(PASSAGE PROVIDED begins)

It was a hedge that was formed along a fence from an ancient wistaria and whose branches and offshoots were tangled up and seemed, with its lack of flowers and leaves, to be frozen and stationary . At the same time, they seemed to be under a spell because the branches did not grow upwards as usual on a wall but were themselves a wall which appeared to be like a skeleton.
I remember standing in front of this hedge for a long time, and the following night I dreamt about a body walking through a landscape. But this walking was not really a walking but rather a rolling along on invisible wheels which I still knew were there.
Both images, the enchanted wisteria-wall and the peculiar movement of the body captivated me. I wanted to find a space for them, in which they would attain a meaning and a function.
The emotions they triggered required a fairy-tale setting and that was Kythera.
But as soon as I got there it changed, was no longer an island of love but an indifferent region in which longing was pursued ad absurdum.
No utopian place ruled by love and freedom nor an archeological site of whichever kind, be it one of excavated sculptures or findings from the realms of art and literature, would have fit the initiation images.
If one excavated the Kythera I imagined one might find the skeleton of a body, possibly even several. Perhaps the hedge of longing is nothing more than a bewitched and transformed burial mound.
The poem, which is set in a realm between appearance and reality, leaves all this open.
Since the origins of my Kythera lie in pain, the accompanying emotion for a love, its ambivalences and intangibility determine the hallucinatory character of my island, a place that becomes increasingly real, the longer one stays.
Emotions increase or decrease or change, are transformed into their opposites. They have a dramatic aspect. This is why my poem is structured like a drama, each of the five stanzas the equivalent of an act.
In each of the individual stanzas the relationship between reality and non-reality, appearance and being, is newly defined.
They are clearly separated in the exposition of the first stanza: pain on the one hand, on the other the illusion of a landscape.

(PASSAGE PROVIDED ends)
(MATERIAL SHOWN begins)

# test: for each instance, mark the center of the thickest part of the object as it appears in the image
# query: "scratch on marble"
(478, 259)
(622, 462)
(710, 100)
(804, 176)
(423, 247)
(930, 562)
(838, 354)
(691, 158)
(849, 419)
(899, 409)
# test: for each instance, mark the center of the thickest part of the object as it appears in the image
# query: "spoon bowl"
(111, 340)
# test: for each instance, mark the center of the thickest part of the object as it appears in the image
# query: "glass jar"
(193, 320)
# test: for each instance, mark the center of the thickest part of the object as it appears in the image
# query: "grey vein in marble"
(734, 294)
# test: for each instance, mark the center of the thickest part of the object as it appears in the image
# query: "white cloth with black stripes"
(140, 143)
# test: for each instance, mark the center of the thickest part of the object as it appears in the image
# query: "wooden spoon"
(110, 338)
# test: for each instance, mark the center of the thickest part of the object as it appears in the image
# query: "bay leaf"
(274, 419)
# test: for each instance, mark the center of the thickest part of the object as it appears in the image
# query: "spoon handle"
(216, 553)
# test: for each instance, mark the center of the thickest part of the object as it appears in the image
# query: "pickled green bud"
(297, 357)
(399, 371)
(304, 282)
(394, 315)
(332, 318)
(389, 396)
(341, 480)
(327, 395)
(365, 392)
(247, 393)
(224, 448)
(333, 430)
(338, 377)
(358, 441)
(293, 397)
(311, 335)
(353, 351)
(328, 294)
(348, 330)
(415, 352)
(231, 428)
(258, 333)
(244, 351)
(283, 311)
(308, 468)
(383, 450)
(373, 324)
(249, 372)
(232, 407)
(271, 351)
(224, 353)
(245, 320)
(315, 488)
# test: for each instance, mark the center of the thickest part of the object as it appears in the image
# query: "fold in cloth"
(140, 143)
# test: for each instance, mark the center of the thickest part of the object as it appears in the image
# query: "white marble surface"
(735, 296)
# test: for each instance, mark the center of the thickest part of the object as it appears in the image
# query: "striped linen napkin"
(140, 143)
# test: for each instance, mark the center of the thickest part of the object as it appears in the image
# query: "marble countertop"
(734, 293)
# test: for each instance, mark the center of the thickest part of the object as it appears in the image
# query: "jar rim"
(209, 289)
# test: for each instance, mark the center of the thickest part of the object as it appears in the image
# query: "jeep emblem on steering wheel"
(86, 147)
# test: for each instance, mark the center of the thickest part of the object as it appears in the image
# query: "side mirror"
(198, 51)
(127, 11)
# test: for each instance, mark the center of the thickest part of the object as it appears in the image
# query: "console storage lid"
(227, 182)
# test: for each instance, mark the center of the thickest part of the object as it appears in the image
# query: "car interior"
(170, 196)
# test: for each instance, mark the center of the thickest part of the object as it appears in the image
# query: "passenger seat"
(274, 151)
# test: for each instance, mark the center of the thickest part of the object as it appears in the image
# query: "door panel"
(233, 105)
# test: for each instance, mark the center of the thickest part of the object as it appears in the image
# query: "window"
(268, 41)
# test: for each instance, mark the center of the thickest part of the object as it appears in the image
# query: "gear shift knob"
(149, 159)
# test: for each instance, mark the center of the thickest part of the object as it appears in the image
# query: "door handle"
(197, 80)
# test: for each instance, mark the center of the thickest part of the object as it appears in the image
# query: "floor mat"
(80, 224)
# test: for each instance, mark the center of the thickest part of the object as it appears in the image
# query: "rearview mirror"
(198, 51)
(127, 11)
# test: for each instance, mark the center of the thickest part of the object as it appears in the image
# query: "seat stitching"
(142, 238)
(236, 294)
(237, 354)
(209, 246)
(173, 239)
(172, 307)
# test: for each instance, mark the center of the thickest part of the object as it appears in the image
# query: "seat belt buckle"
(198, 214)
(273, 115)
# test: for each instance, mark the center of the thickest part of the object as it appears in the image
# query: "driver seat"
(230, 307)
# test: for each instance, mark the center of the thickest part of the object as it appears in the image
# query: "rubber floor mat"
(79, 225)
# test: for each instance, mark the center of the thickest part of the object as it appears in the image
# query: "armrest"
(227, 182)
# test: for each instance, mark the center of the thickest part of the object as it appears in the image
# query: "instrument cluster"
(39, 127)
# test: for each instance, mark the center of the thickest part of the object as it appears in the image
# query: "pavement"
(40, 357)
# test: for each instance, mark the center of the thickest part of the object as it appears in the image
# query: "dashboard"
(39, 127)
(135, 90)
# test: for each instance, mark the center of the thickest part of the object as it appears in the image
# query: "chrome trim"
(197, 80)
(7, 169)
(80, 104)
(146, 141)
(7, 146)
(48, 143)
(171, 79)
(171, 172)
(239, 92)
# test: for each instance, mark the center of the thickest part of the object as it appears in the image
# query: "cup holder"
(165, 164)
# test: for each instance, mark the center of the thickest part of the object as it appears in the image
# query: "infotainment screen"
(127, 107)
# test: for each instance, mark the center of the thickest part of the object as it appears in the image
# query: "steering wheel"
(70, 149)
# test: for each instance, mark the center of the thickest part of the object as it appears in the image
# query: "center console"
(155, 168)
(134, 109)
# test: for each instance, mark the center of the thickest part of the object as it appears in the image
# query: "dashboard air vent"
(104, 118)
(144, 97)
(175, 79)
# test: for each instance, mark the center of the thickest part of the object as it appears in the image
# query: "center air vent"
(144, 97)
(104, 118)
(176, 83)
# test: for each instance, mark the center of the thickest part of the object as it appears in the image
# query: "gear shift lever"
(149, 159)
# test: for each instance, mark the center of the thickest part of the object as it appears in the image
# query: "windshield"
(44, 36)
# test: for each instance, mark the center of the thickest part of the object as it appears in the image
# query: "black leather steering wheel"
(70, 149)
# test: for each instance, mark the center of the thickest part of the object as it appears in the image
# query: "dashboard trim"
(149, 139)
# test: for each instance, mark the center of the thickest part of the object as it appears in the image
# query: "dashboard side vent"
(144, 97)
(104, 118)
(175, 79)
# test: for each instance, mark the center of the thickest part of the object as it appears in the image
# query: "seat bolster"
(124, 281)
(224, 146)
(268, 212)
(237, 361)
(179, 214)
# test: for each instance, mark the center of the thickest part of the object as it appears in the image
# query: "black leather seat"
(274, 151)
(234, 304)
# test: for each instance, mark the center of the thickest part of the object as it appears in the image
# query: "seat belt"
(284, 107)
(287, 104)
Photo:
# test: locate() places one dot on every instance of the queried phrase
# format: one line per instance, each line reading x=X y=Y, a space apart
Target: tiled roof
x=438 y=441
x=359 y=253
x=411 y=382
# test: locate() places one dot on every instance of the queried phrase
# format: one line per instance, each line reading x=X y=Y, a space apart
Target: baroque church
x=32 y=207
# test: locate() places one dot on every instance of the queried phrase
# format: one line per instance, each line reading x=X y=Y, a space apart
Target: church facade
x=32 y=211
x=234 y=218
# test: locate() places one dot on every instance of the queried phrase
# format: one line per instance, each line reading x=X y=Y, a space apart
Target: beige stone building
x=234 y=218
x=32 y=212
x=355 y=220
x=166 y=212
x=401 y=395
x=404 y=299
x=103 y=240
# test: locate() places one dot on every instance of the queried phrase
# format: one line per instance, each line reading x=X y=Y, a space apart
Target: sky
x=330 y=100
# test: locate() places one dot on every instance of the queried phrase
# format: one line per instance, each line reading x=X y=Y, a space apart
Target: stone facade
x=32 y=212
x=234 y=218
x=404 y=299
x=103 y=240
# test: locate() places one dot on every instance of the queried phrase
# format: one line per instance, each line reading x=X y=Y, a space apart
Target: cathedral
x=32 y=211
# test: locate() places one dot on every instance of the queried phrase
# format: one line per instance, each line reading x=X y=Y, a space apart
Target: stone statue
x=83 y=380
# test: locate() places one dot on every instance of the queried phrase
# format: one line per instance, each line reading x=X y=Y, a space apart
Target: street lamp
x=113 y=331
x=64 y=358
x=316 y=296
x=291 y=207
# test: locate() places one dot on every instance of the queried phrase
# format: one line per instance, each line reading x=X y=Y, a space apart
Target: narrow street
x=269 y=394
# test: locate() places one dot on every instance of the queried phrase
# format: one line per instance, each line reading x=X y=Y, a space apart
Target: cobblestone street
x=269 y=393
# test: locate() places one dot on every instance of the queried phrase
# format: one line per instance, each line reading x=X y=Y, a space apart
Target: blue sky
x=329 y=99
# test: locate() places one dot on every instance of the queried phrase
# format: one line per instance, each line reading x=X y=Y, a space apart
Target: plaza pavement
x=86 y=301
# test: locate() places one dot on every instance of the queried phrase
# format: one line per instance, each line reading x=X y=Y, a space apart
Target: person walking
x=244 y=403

(MATERIAL SHOWN ends)

[YOUR ASSIGNMENT] Write what follows the last sentence of the passage on the origins of the Kythera poem. The records come from a source unrelated to the passage on the origins of the Kythera poem.

[EXERCISE RESPONSE]
In the second stanza unreality is illustrated with the help of the trees and thus becomes a space one could walk in. Pain seems to be forgotten, has made way for longing.
But as soon as the third stanza consolidates the contours of the landscape the sudden change occurs: happiness, which is here portrayed as nothing but a shadow of love, transforms itself.
The outstretched arms are all that is visible of happiness. Even before the arms freeze, they are transformed into an insurmountable barrier. They entangle themselves with other arms and block out any further approach.
At this point even the feelings which were so huge that they could create their own space, become in retrospect, uncertain and illusionary, whereas the landscape they invented becomes ever more deadly and thus ever more real.
In the 4th stanza, the dizziness and the turning of the body: The turning motion of the imaginary wheels at the beginning of the poem, now seizes the whole body. It falls to the ground, which finally gives way in the last stanza.
The deeper the body sinks into the ground, the higher the trees grow. The growing of the trees is an optical illusion, the swansong on the series of illusions, deceptions and futility, and their complex connections with each other in the poem.
The poem does not offer the reader or listener any support. It is like a dream in which someone gets lost, the dreamer being the reader or listener himself.
It is up to the reader whether he or she takes the body in the dream for his or her own, identifying with it, or whether it is seen as the body of a stranger. The poem allows both possibilities as it allows several interpretations.
It can be read as the story of an illusion of love, maybe even a betrayal of love, or as a parable of the impossibility and futility of love, or as one about being exposed and lonely in one's hour of death.
Alternatively, one could understand the poem simply as a reflection on and with images about the nature of emotions concerning love and death.